#### Il tuo compito:
Sapresti riprendere il testo sul film The substance riportato più avanti e proseguirlo a partire dalla sua ultima frase?

#### Estratto fornito:
┌────────

Le inquadrature si concentrano su ambienti chiusi — la casa, il bagno, gli studi — creando una persistente sensazione di claustrofobia che accompagna lo spettatore dall’inizio alla fine. Questa stessa claustrofobia si riflette nella consapevolezza di trovarsi intrappolati nel proprio corpo, soggetto all’inesorabile avanzare del tempo. È una claustrofobia amplificata anche e soprattutto dal ciclo senza fine della ricerca di ammirazione da parte di Elisabeth, che la tiene imprigionata in una gabbia dorata fatta di riflettori e flash. In The substance non ci sono mezze misure: ogni cosa è illuminata dalle luci accecanti dello studio, dalla vita libera e piena di Sue, oppure è tutto cupo e angoscioso, così come la nuova realtà di cui Elisabeth è vittima. Non esistono chiaroscuri perché d’altronde, così come dimostra la storia, nel mondo della televisione o sei dentro o sei fuori. O sei la star del momento o sei il solo un nome da aggiungere a tutte le altre meteore decadute.
Nonostante questo contrasto netto tra le due protagoniste (che tecnicamente sono una, come ci ricorda più volte una misteriosa voce al cellulare) Demi Moore e Margaret Qualley brillano allo stesso modo sul grande schermo. Odio, gelosia, disprezzo, ossessione: le due riescono a mostrare passo dopo passo tutte le sfumature della caduta verso l’abisso della disperazione. Coralie Fargeat fa tutto questo con un ritmo sempre più serrato, rapisce lo spettatore e lo porta all’interno della storia, esaspera le esigenze che ogni giorno vengono espresse sul corpo della donna, enfatizza l’assurdità di quelle richieste, mette in mostra l’impossibilità di raggiungere la perfezione. Un film pieno di rabbia e risentimento, di angoscia e inquietudine, e Fargeat ci prende per mano e ci accompagna nel vortice di (auto)distruzione di Elisabeth.

└────────

#### Estratto dei dati:
┌────────

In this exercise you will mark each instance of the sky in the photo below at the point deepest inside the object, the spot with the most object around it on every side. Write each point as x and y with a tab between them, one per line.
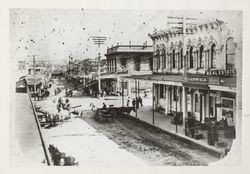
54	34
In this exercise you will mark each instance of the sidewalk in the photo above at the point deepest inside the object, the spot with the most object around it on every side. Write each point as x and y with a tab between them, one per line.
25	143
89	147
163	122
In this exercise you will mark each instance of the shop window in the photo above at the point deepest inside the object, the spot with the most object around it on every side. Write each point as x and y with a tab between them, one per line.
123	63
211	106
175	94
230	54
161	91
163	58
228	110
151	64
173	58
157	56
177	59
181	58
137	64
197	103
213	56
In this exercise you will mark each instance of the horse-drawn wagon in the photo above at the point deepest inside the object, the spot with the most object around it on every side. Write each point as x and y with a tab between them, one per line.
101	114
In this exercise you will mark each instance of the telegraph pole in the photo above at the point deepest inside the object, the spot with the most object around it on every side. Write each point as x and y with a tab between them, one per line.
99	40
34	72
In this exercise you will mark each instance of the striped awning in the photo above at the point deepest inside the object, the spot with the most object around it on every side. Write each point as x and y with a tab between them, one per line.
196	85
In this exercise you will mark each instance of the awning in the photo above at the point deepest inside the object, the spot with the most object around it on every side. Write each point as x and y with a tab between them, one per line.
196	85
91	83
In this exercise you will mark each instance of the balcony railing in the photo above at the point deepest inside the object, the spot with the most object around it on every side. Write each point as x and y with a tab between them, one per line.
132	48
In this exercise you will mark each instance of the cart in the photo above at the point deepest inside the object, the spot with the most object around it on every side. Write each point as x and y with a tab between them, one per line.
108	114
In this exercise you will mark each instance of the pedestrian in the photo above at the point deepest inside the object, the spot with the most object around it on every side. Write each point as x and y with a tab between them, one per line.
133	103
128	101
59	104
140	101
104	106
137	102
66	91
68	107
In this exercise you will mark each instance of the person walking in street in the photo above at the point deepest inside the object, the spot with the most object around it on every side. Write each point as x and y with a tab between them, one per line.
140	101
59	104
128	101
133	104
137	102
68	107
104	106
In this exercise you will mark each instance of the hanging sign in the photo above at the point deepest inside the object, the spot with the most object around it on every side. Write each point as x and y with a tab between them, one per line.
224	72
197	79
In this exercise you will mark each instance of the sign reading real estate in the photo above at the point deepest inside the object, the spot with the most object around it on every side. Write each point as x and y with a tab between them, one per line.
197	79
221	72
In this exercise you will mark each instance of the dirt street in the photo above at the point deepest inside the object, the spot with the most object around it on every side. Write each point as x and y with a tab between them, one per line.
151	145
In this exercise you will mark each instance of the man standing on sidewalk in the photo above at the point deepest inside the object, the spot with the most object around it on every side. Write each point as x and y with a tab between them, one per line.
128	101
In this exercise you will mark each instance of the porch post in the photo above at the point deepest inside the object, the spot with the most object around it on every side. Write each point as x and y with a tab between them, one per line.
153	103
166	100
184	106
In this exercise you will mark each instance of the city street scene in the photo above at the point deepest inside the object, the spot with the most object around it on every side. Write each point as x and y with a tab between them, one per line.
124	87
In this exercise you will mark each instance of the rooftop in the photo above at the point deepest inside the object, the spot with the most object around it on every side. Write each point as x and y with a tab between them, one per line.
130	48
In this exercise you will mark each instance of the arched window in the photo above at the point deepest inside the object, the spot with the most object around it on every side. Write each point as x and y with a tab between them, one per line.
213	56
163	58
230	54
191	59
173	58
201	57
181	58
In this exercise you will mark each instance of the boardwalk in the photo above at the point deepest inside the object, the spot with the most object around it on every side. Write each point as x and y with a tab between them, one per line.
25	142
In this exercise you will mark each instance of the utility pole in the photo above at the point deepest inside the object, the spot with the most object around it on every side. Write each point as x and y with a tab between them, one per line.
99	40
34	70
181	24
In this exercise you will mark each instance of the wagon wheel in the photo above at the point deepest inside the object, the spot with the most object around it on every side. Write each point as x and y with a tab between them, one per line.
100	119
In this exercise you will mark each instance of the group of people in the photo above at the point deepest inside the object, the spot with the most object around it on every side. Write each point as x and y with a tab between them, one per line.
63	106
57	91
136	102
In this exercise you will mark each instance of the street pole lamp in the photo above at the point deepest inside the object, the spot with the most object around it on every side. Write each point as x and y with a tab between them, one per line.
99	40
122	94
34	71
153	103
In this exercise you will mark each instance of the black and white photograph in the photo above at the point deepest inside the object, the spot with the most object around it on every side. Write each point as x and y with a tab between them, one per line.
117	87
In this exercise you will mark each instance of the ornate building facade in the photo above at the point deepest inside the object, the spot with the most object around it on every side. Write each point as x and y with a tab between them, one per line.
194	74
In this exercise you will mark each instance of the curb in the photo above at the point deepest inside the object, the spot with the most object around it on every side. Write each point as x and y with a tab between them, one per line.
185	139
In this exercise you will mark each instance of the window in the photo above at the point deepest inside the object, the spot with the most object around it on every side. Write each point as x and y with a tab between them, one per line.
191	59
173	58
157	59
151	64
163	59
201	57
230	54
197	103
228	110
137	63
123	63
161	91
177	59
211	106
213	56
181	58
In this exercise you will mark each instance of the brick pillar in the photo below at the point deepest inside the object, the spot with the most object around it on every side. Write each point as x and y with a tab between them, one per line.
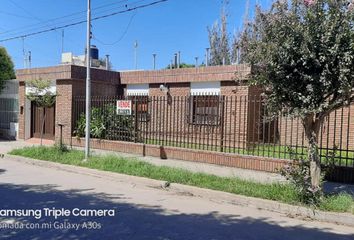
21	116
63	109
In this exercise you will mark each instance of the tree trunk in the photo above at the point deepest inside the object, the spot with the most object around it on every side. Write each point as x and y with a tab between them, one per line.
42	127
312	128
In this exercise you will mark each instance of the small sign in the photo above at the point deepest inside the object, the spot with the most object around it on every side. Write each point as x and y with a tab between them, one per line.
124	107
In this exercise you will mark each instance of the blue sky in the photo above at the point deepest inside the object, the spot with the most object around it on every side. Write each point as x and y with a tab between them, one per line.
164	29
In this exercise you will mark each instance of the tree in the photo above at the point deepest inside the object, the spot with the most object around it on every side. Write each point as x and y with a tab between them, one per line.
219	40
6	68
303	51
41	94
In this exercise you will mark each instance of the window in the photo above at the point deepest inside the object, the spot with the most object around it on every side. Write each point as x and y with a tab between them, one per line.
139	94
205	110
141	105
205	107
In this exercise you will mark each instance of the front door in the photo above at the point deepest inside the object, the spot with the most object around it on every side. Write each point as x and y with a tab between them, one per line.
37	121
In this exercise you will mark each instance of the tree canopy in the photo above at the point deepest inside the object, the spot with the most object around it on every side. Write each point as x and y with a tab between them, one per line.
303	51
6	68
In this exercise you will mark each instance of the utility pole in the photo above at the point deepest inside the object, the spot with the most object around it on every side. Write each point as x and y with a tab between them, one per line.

└────────
┌────────

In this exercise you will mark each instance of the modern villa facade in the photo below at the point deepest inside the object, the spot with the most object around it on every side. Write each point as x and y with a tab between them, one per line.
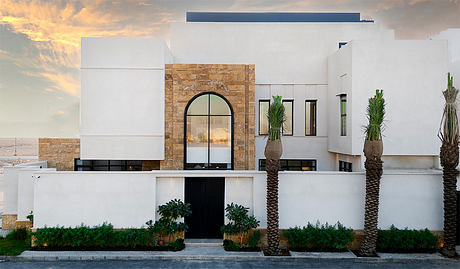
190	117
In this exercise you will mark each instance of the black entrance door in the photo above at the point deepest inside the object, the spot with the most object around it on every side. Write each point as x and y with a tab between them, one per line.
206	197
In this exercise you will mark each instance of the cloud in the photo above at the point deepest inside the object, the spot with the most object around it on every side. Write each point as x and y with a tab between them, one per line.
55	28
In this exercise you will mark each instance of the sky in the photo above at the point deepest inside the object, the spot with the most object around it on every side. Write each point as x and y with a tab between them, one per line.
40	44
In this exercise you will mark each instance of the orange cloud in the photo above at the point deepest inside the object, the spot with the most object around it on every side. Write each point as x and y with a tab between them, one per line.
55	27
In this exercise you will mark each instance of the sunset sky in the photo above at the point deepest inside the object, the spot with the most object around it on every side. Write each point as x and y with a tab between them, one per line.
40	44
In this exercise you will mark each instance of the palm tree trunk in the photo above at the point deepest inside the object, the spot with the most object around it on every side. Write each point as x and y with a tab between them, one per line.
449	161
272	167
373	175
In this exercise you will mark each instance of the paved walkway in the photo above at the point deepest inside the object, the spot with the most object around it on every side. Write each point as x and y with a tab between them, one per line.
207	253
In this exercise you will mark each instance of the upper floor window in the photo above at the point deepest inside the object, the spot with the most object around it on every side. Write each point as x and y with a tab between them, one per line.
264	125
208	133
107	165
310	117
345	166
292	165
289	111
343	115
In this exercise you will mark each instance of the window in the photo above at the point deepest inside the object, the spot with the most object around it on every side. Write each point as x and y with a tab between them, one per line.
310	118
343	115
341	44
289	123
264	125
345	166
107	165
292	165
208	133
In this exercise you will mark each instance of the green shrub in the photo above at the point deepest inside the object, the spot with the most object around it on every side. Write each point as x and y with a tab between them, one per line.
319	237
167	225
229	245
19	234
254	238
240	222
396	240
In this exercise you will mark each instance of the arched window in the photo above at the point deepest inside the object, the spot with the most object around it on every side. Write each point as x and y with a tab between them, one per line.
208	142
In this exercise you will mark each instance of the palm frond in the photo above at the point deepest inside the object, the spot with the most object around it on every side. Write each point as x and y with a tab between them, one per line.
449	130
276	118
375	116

└────────
┌────────

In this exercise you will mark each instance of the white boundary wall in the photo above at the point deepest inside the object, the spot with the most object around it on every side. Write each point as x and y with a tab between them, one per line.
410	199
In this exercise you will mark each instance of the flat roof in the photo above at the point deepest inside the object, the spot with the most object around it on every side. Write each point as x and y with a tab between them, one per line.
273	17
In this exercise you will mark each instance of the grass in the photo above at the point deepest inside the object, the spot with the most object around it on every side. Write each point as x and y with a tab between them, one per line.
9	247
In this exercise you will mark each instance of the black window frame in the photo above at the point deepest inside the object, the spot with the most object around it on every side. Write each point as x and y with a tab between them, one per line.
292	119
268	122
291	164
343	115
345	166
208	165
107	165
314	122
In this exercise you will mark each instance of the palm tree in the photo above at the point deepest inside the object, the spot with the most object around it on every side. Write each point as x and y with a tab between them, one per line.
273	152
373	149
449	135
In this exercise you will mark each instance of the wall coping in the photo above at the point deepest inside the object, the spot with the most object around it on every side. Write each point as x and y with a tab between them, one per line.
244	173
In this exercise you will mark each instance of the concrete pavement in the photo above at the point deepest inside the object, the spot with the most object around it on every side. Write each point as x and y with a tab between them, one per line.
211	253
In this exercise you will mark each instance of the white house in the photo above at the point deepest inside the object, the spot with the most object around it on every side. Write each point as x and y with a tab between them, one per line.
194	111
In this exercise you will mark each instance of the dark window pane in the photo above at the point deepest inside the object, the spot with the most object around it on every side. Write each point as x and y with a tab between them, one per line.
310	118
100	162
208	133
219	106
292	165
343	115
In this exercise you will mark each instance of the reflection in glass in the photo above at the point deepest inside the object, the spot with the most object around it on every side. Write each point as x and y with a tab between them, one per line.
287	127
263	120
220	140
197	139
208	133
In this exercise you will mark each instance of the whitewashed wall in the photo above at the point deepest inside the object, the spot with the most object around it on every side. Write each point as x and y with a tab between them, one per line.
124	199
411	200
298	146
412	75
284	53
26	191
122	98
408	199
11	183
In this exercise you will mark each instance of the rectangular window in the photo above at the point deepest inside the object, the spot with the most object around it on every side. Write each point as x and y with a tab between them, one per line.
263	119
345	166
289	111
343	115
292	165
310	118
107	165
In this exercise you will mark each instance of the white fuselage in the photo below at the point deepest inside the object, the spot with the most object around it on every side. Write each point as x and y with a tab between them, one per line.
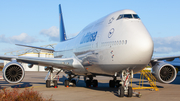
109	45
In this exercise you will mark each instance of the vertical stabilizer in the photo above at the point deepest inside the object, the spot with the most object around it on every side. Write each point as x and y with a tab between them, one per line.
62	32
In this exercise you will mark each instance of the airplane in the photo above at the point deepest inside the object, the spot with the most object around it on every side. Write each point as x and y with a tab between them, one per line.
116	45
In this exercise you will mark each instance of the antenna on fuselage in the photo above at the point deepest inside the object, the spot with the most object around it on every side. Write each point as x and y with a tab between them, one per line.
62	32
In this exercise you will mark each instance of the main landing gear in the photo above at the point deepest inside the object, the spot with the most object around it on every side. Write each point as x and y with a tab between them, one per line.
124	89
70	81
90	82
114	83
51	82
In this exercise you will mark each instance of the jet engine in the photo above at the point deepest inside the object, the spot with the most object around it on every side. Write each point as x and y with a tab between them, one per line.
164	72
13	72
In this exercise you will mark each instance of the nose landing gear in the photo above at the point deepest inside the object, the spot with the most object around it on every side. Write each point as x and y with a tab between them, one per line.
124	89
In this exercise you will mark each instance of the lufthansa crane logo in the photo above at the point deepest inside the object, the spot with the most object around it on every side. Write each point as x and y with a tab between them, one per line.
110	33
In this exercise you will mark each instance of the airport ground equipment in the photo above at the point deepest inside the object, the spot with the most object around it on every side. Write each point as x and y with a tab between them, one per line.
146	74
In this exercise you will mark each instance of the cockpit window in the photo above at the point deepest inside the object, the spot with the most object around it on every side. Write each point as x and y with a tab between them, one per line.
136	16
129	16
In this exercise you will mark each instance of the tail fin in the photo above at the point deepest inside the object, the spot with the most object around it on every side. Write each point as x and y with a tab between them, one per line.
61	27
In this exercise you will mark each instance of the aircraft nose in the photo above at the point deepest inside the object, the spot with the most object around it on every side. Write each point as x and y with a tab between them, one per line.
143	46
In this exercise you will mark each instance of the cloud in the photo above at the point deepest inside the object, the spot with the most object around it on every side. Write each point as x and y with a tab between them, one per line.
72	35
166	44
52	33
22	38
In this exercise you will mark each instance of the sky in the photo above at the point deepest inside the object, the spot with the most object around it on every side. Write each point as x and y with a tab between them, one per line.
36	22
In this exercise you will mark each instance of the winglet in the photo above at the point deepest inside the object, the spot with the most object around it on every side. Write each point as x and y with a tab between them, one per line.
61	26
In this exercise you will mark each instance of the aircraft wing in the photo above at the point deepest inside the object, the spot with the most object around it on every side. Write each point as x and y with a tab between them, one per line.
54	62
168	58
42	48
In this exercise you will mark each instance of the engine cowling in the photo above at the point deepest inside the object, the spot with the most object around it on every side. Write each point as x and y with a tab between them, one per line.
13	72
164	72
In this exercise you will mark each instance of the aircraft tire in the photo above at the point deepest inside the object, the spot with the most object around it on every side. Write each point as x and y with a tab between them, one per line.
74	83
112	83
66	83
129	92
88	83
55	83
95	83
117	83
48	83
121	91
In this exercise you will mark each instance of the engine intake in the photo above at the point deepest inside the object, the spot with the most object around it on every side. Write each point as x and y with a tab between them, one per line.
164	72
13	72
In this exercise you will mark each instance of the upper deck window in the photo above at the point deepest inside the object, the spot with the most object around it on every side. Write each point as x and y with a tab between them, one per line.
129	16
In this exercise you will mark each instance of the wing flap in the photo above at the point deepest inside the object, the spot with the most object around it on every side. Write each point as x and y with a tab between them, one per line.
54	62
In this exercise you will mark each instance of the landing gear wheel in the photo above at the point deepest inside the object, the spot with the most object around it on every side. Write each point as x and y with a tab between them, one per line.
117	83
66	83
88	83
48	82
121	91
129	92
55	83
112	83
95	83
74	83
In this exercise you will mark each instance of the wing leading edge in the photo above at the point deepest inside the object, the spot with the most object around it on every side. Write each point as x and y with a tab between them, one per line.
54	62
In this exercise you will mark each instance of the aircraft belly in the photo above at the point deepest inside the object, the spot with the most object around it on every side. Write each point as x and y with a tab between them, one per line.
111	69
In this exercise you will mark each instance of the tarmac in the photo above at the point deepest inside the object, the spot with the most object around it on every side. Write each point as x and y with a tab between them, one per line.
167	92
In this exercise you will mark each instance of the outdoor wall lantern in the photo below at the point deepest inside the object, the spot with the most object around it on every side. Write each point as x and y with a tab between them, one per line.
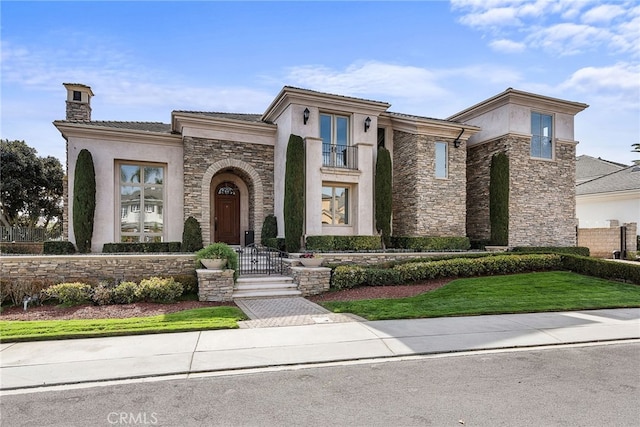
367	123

└────────

#### Risposta al compito:
Body horror: l'avidità mostruosa
Come nei migliori esempi di body horror, in cui l’orrore si concentra sulla trasformazione, deformazione e mutazione del corpo, The Substance presenta una narrazione volutamente sopra le righe, con elementi esagerati e spesso assurdi. Il tema centrale della pellicola è la duplicità del corpo: da un lato, corpi mostruosi e respinti; dall’altro, corpi seducenti e desiderati. La mostruosa degenerazione di Elisabeth inizia con la demonizzazione dei segni dell’età – rughe, occhiaie, un corpo che non è più tonico come lo era vent’anni prima – crescendo progressivamente fino a diventare una manifestazione estrema e concreta. Elisabeth disprezza sempre di più la propria immagine e perde progressivamente il controllo sulla propria identità fisica e morale. Parallelamente, Sue prende sempre di più il potere e si trasforma in una figura priva di scrupoli, assetata di fama, incantatrice con la sua sensualità radicata in un corpo giovane e intatto, rappresentazione di una perfezione idealizzata. Tuttavia, la sua brama di potere rivela un egoismo avido, svelando una corruzione celata dietro la purezza apparente. Il film si configura come una potente metafora della fragilità dell’identità e della corruzione del corpo umano, ricordandoci che non si può sfuggire né a se stessi né al tempo che consuma. Il corpo mostruoso, quindi, finisce per incarnare inevitabilmente la corruzione interiore e diventarne specchio nell’esteriorità.